** Opening Records shown block **
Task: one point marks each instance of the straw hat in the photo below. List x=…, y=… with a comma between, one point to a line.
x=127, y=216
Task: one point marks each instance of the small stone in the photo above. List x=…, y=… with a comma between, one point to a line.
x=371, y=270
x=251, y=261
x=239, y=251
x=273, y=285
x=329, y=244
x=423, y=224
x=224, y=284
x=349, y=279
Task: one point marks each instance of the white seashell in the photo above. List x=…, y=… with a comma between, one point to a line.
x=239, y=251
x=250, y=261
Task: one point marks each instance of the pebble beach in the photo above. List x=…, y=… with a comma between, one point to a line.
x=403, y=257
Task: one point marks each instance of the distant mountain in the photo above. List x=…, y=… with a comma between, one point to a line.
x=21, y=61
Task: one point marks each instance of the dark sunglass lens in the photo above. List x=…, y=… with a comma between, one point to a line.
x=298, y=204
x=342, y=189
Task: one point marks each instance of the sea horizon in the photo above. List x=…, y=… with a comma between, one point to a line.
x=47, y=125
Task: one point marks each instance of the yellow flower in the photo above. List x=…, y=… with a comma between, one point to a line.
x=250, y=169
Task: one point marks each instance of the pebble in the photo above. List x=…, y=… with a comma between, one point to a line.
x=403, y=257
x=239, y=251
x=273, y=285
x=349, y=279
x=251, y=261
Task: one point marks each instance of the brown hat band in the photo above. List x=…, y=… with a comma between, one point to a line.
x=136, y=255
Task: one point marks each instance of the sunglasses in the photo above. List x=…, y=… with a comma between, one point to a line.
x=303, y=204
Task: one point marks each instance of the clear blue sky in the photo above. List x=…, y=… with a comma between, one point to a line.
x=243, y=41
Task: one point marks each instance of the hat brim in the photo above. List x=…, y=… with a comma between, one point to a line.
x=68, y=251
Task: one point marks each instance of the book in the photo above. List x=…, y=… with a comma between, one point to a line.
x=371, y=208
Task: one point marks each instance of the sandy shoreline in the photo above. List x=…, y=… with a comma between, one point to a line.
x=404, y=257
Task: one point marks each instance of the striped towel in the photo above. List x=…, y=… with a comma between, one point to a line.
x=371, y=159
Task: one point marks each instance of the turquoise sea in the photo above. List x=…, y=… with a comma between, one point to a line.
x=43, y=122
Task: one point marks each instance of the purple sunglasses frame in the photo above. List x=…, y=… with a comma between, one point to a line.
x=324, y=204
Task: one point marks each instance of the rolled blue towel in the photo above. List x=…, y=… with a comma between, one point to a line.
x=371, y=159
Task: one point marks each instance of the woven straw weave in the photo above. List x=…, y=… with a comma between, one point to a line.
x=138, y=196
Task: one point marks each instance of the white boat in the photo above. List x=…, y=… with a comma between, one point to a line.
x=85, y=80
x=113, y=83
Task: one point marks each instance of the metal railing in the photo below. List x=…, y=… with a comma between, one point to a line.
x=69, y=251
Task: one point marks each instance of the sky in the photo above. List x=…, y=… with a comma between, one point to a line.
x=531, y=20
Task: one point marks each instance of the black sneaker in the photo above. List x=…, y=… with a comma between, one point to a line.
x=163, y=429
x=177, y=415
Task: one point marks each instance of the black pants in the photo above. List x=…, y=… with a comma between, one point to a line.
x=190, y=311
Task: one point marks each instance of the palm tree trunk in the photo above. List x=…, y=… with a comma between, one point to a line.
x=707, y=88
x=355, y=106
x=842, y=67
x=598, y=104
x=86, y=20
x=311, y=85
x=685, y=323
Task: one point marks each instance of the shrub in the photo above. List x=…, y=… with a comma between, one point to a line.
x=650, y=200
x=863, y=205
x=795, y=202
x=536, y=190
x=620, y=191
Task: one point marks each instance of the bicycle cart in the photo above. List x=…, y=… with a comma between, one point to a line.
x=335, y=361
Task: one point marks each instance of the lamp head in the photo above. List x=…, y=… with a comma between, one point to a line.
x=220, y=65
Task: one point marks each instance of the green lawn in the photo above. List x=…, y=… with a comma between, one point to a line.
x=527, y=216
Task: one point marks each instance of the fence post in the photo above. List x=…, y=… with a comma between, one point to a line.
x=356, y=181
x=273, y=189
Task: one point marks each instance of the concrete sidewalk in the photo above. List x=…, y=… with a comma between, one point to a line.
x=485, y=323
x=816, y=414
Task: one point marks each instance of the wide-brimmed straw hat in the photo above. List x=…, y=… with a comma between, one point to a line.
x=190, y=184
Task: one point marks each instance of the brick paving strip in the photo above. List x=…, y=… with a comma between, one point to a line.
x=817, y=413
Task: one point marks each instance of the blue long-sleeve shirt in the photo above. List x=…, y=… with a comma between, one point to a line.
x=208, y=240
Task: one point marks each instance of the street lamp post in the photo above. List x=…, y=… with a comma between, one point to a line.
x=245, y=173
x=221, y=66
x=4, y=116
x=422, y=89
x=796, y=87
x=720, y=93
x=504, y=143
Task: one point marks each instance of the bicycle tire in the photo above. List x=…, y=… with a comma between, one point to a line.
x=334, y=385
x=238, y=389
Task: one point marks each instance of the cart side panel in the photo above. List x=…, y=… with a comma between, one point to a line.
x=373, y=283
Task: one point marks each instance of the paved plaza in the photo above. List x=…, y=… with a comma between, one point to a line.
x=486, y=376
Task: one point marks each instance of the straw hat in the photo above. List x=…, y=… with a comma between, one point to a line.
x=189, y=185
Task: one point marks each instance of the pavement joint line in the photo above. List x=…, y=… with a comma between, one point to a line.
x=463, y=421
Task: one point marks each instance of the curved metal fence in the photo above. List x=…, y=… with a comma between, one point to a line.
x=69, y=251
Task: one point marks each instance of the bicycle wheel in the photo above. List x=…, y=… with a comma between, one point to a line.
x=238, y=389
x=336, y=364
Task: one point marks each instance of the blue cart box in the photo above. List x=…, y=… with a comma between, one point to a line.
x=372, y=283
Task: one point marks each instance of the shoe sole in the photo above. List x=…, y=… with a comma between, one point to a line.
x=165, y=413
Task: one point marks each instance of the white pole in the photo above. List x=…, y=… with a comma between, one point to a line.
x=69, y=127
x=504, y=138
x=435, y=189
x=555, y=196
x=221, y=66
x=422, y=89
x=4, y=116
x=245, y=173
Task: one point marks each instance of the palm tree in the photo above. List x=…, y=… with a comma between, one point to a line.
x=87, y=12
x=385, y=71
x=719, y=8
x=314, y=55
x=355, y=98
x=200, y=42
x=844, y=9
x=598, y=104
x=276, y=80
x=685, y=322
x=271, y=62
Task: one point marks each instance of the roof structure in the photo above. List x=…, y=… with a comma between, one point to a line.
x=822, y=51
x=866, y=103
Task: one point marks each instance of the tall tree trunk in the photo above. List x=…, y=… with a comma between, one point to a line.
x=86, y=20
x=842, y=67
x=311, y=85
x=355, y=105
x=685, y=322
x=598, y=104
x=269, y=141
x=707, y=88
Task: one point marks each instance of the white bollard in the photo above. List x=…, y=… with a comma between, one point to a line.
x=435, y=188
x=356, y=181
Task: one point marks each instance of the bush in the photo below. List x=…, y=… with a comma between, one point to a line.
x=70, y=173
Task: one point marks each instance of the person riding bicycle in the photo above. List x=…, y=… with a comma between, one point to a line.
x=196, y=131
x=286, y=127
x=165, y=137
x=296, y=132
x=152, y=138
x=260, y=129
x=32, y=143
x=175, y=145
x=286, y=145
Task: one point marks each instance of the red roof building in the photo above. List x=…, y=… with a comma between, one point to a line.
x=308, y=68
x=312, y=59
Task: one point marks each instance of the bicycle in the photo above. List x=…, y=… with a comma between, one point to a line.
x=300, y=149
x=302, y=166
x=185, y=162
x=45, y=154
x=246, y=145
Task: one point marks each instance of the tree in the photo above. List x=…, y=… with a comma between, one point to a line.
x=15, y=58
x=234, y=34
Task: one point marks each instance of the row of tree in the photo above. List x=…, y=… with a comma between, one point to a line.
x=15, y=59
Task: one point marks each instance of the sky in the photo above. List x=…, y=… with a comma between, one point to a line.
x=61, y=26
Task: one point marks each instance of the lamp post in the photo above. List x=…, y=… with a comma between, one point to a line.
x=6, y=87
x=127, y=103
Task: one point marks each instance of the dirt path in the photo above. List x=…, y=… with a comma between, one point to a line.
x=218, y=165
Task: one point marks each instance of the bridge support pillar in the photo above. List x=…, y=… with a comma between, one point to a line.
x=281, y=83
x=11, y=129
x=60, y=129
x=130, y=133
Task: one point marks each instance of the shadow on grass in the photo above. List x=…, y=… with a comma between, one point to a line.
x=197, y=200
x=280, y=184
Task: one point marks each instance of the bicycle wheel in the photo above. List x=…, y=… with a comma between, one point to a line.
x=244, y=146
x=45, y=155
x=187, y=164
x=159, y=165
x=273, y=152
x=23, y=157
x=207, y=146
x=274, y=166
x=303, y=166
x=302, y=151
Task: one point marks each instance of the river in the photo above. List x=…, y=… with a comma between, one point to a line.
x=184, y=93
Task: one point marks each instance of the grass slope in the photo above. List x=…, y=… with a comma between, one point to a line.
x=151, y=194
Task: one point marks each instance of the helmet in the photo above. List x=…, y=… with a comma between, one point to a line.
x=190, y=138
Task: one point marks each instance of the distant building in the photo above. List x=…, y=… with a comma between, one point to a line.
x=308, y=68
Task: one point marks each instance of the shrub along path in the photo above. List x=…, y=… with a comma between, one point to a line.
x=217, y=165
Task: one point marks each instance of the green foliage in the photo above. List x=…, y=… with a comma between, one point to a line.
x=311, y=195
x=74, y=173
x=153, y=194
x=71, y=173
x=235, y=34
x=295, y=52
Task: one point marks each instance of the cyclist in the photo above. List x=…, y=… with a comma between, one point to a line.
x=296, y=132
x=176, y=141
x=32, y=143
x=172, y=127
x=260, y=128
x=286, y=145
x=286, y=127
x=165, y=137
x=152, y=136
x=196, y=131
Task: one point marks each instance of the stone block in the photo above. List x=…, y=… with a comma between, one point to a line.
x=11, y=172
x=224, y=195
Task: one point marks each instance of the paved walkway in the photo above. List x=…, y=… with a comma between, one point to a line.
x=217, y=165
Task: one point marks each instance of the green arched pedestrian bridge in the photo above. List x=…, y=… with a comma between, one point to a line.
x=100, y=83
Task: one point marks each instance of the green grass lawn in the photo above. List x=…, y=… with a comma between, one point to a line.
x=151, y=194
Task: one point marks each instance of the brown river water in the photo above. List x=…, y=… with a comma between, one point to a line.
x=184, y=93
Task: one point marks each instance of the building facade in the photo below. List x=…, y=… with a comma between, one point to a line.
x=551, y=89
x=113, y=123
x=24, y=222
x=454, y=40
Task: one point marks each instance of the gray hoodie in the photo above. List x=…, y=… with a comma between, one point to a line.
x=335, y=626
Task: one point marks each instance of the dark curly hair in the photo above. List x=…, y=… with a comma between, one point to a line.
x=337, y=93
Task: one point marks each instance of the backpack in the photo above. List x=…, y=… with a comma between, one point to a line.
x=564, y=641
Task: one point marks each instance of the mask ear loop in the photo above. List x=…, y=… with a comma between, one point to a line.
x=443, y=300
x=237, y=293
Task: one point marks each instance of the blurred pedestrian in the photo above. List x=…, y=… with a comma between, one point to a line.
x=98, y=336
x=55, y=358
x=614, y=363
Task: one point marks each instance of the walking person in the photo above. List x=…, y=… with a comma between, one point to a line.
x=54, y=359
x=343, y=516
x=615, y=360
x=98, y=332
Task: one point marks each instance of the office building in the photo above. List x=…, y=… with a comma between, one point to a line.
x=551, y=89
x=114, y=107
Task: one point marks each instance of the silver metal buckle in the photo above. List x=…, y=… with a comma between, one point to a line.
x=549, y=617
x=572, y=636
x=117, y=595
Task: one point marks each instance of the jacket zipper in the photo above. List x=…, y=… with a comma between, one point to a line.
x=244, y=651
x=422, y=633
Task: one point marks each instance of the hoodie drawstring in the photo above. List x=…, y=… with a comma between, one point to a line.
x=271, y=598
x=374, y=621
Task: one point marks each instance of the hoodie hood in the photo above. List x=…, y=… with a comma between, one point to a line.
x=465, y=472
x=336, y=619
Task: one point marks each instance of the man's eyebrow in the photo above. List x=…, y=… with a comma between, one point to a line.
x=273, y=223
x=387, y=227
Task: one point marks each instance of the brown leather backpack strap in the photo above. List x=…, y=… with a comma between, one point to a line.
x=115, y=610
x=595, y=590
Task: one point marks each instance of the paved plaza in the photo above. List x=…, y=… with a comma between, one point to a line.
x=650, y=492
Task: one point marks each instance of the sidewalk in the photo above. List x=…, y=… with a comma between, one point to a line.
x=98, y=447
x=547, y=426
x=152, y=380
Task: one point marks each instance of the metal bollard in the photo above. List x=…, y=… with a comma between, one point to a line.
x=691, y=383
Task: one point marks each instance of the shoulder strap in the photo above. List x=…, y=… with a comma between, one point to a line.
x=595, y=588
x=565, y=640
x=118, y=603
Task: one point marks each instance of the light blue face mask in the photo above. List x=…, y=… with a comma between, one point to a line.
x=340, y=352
** Closing Records shown block **
Starting from the line that contains "Task: one point marks each instance of the hoodie drawstring", reproduce each line of the data exactly through the last one.

> **Answer below**
Task: one point marks each instance of the hoodie drawstring in the photo above. List x=…, y=… with a comma between, one point to a line.
x=271, y=598
x=374, y=621
Task: one point marks each instance of the hoodie hood in the photo above. List x=…, y=… with a comma between, one point to a line.
x=465, y=472
x=336, y=619
Task: one point marks each instance of the man's eyebrow in the photo above. List x=…, y=… with a comma between, one point to a line.
x=273, y=223
x=387, y=227
Task: one point marks each instance of the brown leather backpack strap in the photo above. List x=…, y=… with a comma between, one point to a line.
x=115, y=610
x=595, y=590
Task: one point marks each instance of the paved plaza in the photo above. List x=…, y=… with a comma between, one point to a line.
x=650, y=492
Task: one point marks each instance of the sidewalk in the photo above. List x=…, y=… with a comma between, one point to a line.
x=98, y=447
x=547, y=426
x=152, y=380
Task: one point marks each instance of the metal bollard in the photo above. List x=…, y=… with a comma between, one point to a line.
x=691, y=383
Task: one point marks each instance of the shoulder strap in the photo above. List x=…, y=… with a comma between, one point to a line.
x=595, y=588
x=565, y=640
x=118, y=603
Task: one point marks each instance of the light blue face mask in the photo above. List x=…, y=… with a comma between, one point to a line.
x=340, y=352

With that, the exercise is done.